Problem to solve: The reply should return the data in full, exactly as written.

[Records excerpted from a collection]
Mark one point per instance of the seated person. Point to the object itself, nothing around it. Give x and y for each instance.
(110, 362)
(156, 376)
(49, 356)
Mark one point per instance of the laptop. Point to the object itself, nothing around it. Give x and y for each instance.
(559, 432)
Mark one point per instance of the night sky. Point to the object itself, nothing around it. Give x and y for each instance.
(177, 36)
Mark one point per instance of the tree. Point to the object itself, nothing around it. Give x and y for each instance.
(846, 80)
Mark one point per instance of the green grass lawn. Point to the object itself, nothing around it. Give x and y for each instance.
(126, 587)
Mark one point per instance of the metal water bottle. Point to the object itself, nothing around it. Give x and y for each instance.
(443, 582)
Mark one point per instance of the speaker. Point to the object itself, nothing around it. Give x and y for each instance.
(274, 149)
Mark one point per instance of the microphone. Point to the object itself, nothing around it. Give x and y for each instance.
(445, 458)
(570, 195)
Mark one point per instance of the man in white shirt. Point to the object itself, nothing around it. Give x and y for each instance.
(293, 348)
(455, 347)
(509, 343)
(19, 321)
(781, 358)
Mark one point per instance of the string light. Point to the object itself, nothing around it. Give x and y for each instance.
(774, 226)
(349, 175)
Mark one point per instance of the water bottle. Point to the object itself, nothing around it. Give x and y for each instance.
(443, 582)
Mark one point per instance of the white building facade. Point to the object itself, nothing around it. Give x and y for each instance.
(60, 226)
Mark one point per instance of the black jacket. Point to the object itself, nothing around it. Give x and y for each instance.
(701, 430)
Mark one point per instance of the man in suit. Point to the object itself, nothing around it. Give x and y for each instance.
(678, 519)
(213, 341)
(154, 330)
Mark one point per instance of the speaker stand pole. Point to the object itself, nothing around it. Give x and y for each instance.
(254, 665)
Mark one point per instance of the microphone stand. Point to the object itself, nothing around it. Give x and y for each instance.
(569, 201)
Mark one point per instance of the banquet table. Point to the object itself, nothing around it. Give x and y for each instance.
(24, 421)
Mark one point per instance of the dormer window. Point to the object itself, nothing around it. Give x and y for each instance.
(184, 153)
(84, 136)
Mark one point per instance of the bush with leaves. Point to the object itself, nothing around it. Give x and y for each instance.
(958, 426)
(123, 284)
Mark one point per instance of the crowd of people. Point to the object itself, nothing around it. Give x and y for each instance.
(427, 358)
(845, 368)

Task result:
Mark one point per instance of the seated person. Point to the object itself, nothing around it. Give x and y for each instance.
(110, 362)
(156, 376)
(49, 356)
Mark one point per instance of the laptop. Point to the object itself, nothing around it. Give x and y for each instance.
(559, 432)
Mark one point per instance of the night sky. Point to the object itself, nothing around it. Give x and y for each instance.
(177, 36)
Mark one point per instance of the tree. Point to the object itself, nothing around it. Give x and y for each instance.
(846, 80)
Mark one point per instance of the green grass lawn. Point to the object itself, nothing around it. Give x and y for each instance.
(126, 587)
Mark one point per instance of the metal water bottle. Point to the object itself, nothing around it. Give x and y for each instance.
(443, 582)
Mark one point per instance of the speaker. Point to the object itself, nothing around it. Give x and y for each instance.
(274, 149)
Mark one point per instance of the microphone. Point to the object itself, nothing around it. Give x and y for each instance.
(445, 458)
(570, 195)
Mark one point per instance of the man in white shirt. Point to the object itself, nothing around it. Give x and y for each instance.
(293, 348)
(455, 347)
(509, 343)
(19, 321)
(781, 358)
Mark one point per instance of the string light. Point to the object itself, nothing around it. Give x and y for each instance.
(774, 226)
(349, 175)
Mark one point per instance of the water bottle. Point to the object itself, nothing around it. Give x and y for each instance.
(443, 582)
Mark one point per instance of the white building facade. Point to the object itself, nothing around it. Give x and y for each instance.
(60, 226)
Mark one point per instance of the black jacket. Point to the object itself, nothing around it. Give x and y for each instance.
(701, 430)
Mark one point per instance of the man in suit. Point to the object itself, nothing around it. Give x and y for each instance.
(678, 519)
(213, 341)
(154, 330)
Mark one point per instance of the speaker stand pole. Point to the object itself, nothing around it. Give x and y for each instance.
(254, 665)
Mark one point per instance of the microphone stand. Point to the object itself, nothing around it. Give x and y for each instance.
(569, 201)
Mark one point per instance of the banquet table. Point to the object itself, nothing around it. Give x and y for each instance.
(24, 421)
Mark one point per instance of the dormer window. Point to the object itself, nothing around it. Give x and y for each instance.
(184, 153)
(84, 136)
Mark one point per instance of the bush with leaves. Point to the object itself, nothing around it. Give x and y for each instance.
(958, 426)
(123, 284)
Mark one point per instance of the crowd of people. Point to the object itself, nothing around it. Give x and y for each instance.
(427, 358)
(845, 368)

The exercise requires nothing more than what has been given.